But I’d like to think that, with Malcolm and myself, we encouraged each other and pushed each other to get better. There’s not many Cornish lads that go on to play professional cricket, and when you’re out there you look out for each other, and hope that you’re all getting on and doing well.
When he went back to Camborne, it was sad, to be honest, because he’d done so well at Gloucester. Malcolm will always have my respect, he was a very very fine cricketer.
Northamptonshire professional

With such a long immersion in the culture of professional cricket, Tony had no qualms about signing for Northants on a two year contract when he turned 18. This was extended after his first year, and he made his First Class debut a year later. But he still had a lot to learn:
When you play professionally, the bowling’s a little bit quicker, the batsmen hit it a little bit harder. The fielding…that for me is probably the biggest difference. The speed to the ball, and the anticipation. The really good fielders, they’re half-a-yard there already, whereas in club cricket sometimes people are sleeping, thinking ‘bout what they’re gonna do later.
That and the fact that there’s less bad balls, and mistakes just get punished. You bowl a bad ball in First Class cricket, invariably it’ll go for four. You might get away with it in club cricket.

## DATA EXTRACT:
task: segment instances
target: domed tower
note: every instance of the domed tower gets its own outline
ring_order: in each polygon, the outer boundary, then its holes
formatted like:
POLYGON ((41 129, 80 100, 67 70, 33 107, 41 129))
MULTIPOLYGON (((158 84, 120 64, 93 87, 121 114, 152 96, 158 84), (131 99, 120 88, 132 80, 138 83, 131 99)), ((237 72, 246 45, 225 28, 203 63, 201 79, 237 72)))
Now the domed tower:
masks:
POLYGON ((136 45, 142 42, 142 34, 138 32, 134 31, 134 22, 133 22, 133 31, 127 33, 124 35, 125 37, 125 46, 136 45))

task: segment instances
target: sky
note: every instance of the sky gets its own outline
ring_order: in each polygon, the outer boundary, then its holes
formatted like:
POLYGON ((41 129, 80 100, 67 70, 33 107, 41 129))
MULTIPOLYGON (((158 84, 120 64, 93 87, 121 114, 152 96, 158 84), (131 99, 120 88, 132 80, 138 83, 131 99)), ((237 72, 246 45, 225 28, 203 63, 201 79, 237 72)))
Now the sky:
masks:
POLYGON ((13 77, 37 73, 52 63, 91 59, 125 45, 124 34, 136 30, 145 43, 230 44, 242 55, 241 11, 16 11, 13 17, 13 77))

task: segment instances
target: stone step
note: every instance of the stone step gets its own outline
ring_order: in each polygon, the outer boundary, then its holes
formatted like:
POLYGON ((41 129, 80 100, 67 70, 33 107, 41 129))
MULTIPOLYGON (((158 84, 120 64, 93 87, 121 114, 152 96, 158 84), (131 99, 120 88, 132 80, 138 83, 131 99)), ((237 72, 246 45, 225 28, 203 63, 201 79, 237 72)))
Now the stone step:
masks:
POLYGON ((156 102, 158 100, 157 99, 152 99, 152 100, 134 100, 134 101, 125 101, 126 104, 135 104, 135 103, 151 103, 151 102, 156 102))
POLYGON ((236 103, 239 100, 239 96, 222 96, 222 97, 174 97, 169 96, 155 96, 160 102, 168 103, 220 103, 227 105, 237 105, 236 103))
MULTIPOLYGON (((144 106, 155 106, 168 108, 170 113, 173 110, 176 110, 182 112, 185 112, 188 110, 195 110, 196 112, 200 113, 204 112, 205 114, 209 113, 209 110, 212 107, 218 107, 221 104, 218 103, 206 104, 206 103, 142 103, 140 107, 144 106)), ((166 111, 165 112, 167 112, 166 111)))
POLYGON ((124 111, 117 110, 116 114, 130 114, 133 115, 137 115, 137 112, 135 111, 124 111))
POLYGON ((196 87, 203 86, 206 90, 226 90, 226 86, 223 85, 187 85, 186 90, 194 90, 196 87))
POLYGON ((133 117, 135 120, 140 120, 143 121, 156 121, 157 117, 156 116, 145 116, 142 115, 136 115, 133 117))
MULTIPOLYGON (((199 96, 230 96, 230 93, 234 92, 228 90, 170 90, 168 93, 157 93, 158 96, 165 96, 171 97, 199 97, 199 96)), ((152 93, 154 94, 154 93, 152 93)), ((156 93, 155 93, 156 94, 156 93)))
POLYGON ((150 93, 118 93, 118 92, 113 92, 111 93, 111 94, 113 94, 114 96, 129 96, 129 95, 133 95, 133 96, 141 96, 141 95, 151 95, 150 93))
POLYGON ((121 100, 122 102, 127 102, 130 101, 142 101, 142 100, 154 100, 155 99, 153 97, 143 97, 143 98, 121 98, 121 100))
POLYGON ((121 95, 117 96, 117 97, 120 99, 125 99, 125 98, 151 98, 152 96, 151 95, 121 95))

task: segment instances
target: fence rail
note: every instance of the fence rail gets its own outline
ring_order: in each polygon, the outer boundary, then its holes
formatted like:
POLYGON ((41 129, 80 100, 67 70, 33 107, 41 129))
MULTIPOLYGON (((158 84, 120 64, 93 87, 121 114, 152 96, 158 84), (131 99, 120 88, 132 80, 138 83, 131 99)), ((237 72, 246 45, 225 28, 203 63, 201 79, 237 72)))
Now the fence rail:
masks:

## BRIEF A:
Translate this sentence from the cricket text into Spanish: "You might get away with it in club cricket."
## BRIEF B:
Copy the section of the cricket text starting at "Northamptonshire professional" and ending at "in club cricket.", word for word.

## WRITTEN REPLY A:
Puede que te salgas con la tuya en el críquet de club.

## WRITTEN REPLY B:
Northamptonshire professional

With such a long immersion in the culture of professional cricket, Tony had no qualms about signing for Northants on a two year contract when he turned 18. This was extended after his first year, and he made his First Class debut a year later. But he still had a lot to learn:
When you play professionally, the bowling’s a little bit quicker, the batsmen hit it a little bit harder. The fielding…that for me is probably the biggest difference. The speed to the ball, and the anticipation. The really good fielders, they’re half-a-yard there already, whereas in club cricket sometimes people are sleeping, thinking ‘bout what they’re gonna do later.
That and the fact that there’s less bad balls, and mistakes just get punished. You bowl a bad ball in First Class cricket, invariably it’ll go for four. You might get away with it in club cricket.